INSTRUCTIONS TO FOLLOW →
Can you print the data exactly and leave out each image?

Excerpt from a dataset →

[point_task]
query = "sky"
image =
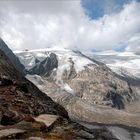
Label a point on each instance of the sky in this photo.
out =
(86, 25)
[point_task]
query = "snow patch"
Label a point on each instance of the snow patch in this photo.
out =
(68, 89)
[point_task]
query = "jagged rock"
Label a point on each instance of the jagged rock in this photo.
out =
(86, 87)
(9, 132)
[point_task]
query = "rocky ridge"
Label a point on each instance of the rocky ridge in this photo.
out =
(84, 86)
(27, 113)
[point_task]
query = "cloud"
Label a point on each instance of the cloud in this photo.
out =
(39, 24)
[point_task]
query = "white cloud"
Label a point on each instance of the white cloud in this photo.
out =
(39, 24)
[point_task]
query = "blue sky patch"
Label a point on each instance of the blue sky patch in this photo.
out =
(98, 8)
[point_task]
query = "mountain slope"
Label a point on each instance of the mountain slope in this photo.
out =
(84, 86)
(15, 61)
(21, 103)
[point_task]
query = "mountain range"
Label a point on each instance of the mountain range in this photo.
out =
(86, 91)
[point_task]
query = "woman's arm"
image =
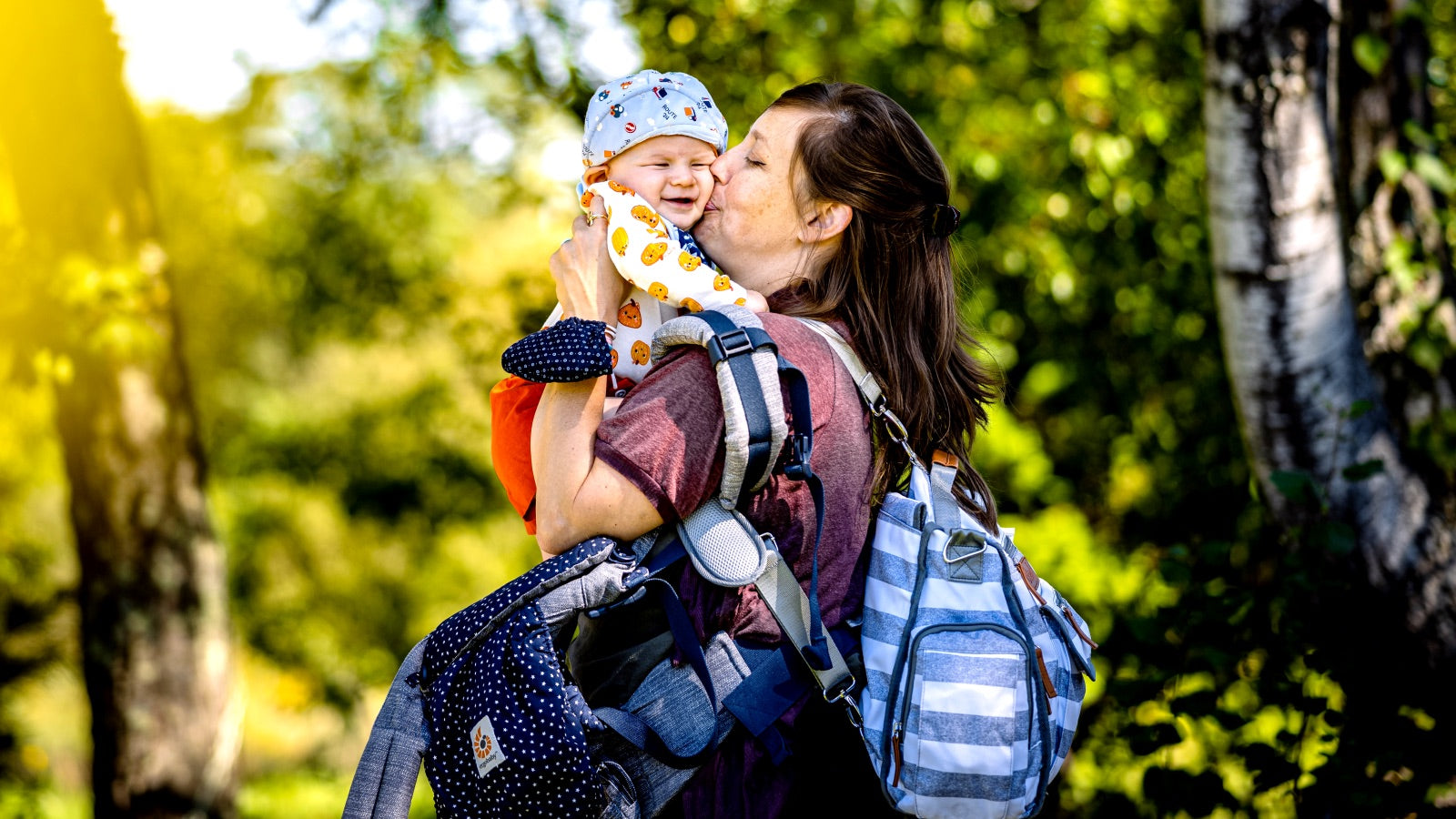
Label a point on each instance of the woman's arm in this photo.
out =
(575, 494)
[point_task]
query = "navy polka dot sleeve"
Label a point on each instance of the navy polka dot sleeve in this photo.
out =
(565, 351)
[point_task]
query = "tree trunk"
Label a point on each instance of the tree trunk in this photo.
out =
(1308, 399)
(153, 595)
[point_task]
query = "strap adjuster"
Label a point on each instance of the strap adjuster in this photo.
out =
(728, 344)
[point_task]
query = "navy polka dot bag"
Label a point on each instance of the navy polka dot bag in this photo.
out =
(507, 729)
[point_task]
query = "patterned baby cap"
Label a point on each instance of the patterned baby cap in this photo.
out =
(650, 104)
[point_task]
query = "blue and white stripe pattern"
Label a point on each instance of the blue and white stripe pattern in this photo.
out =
(960, 651)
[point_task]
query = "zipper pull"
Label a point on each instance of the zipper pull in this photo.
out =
(1075, 627)
(897, 739)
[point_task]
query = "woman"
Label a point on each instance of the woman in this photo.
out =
(834, 206)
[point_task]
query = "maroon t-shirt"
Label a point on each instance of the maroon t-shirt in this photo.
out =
(667, 439)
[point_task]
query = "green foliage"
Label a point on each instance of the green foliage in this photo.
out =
(349, 276)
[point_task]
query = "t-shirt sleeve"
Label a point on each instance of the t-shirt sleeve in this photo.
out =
(667, 436)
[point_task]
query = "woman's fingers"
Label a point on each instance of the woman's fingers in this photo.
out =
(577, 270)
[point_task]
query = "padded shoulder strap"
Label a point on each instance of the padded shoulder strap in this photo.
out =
(747, 366)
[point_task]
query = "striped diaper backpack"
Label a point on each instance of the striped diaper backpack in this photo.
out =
(975, 665)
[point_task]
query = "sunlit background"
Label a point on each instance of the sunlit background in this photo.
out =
(354, 206)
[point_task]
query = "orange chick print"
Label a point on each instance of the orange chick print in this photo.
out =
(630, 315)
(645, 215)
(654, 254)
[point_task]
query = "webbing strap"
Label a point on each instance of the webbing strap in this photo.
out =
(743, 358)
(633, 727)
(943, 494)
(791, 606)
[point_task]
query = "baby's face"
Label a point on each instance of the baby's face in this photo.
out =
(673, 174)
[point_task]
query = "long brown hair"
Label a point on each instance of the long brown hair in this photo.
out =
(892, 281)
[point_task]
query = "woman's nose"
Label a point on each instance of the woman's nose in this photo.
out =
(720, 169)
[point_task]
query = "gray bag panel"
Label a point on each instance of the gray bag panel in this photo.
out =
(385, 780)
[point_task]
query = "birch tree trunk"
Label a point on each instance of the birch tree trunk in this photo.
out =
(153, 595)
(1308, 399)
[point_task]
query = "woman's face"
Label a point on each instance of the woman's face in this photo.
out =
(753, 225)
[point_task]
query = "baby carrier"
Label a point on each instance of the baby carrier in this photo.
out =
(968, 702)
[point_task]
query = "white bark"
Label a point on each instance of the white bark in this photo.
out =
(1288, 321)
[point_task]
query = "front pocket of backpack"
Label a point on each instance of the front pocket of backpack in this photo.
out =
(966, 720)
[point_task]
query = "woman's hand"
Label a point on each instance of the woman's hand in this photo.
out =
(587, 283)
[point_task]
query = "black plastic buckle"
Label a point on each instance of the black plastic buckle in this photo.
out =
(798, 464)
(728, 344)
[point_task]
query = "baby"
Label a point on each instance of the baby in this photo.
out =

EXERCISE RESULT →
[point_task]
query = "sky"
image =
Label a point on each instance of the sky in this photo.
out =
(86, 25)
[point_task]
query = "snow patch"
Label a point on each instance of the snow patch in this photo.
out =
(68, 89)
[point_task]
query = "jagged rock"
Label a point on each instance of the jagged rock in this photo.
out =
(86, 87)
(9, 132)
[point_task]
query = "rocky ridge"
Label a point on each instance of the rocky ridge in this photo.
out =
(84, 86)
(27, 113)
[point_task]
query = "cloud"
Label a point on each instance of the cloud in this photo.
out =
(39, 24)
[point_task]
query = "white cloud"
Label a point on each instance of the white cloud in this photo.
out =
(39, 24)
[point_task]
query = "blue sky patch"
Label a point on each instance of the blue sky patch in this photo.
out =
(98, 8)
[point_task]
query = "mountain slope"
Label a point on each instance of the mountain slope in this photo.
out =
(84, 86)
(15, 61)
(21, 103)
[point_task]
query = "mountain range"
Label a point on each instance of the mountain range in this photo.
out =
(86, 91)
[point_task]
query = "woman's arm"
image =
Label a point on each instance of the woman's arm in this photo.
out =
(575, 494)
[point_task]
query = "navy polka dot sleeve"
Label a point on each instance of the navy polka dot sleeve in this photo.
out =
(565, 351)
[point_task]
query = "tree trunk"
Label a point on each instance of the tree trunk in this photo.
out =
(1308, 399)
(153, 595)
[point_task]
query = "strap adjuster"
Label a point on each instance of the strap adjuster in this photo.
out =
(728, 344)
[point_task]
query = "navy polka dot bag"
Label a point on each instance of the navy polka dot bag in this photo.
out =
(507, 729)
[point_task]
query = "patterned baby cap"
Label a point on each instance of the patterned baby cap in this photo.
out =
(650, 104)
[point_task]
query = "blue and white stripe pattern"
Label a point on each instance of the blue and white stripe pattern in this photo.
out =
(960, 651)
[point_task]
query = "zipper pull"
Label a point on each instance of the zipper pull in this photo.
out =
(1075, 627)
(897, 739)
[point_task]
query = "woman"
Label a point on each instance of the woman in this photo.
out =
(834, 206)
[point_task]
query = "maroon t-shirt"
Label a point on each instance of the maroon t-shirt in this photo.
out =
(667, 439)
[point_task]
query = "green foliage"
Label a point on each instance of the green foliage in this photo.
out =
(349, 276)
[point_task]
query = "t-shirt sleeve"
Label a point on each instance of the t-shirt sleeve in this photo.
out =
(667, 436)
[point_task]
query = "woman's fingers"
Label a point on each instance of the woman's fingers in this photo.
out =
(577, 270)
[point_task]
query = "padded shoulder strap"
Label a point on each instance of the padded shoulder strap in this photo.
out =
(747, 366)
[point_task]
query = "striped diaper backpack"
Label a point on each instance of the striped diaper backpack in this photo.
out =
(975, 665)
[point_task]
query = "sunlit background"
Label a point on each instance of the sunlit background in this photo.
out =
(354, 206)
[point_task]
query = "orange chick print"
Label a point on each instance of the orange chick print in this photo.
out =
(630, 315)
(645, 215)
(654, 254)
[point_task]
query = "webbing strap"
Label a point on each instance of the webbing strap in this photo.
out =
(743, 358)
(633, 727)
(943, 494)
(791, 606)
[point_task]
query = "baby's face"
Label a point on each instance of the baby's face in this photo.
out =
(673, 174)
[point_task]
query = "long brown hair"
Label a point on each instance of the long brown hair in this photo.
out =
(892, 281)
[point_task]
query = "woman's nose"
Label a point on each instance of the woman's nose in this photo.
out =
(720, 169)
[point_task]
query = "gray bag panel"
Label a point on each instance of the gray bag panel in this photo.
out =
(385, 780)
[point_task]
query = "birch tree trunk"
Label a point on each instance of the birch tree trunk in this photo.
out =
(153, 595)
(1308, 399)
[point_task]
query = "woman's face"
Label a point on each instance of the woman's face in this photo.
out =
(753, 225)
[point_task]
query = "baby carrier"
Label a point on each instance of the baby carrier in this photo.
out =
(968, 702)
[point_task]
query = "white bark"
Label a point on each instance of the white bark in this photo.
out =
(1288, 321)
[point_task]
query = "front pocket of backpack"
Label a point on each instance of the front pocket of backpack in this photo.
out =
(966, 720)
[point_task]
query = "woman's hand"
Label a point on each instance of the woman's hand in this photo.
out =
(587, 283)
[point_task]
query = "black plastic buckle"
Label a point on each instance of the black plastic buckle in this photo.
out =
(798, 464)
(728, 344)
[point_task]
query = "baby"
Label a point on each instance of the baby in this photo.
out =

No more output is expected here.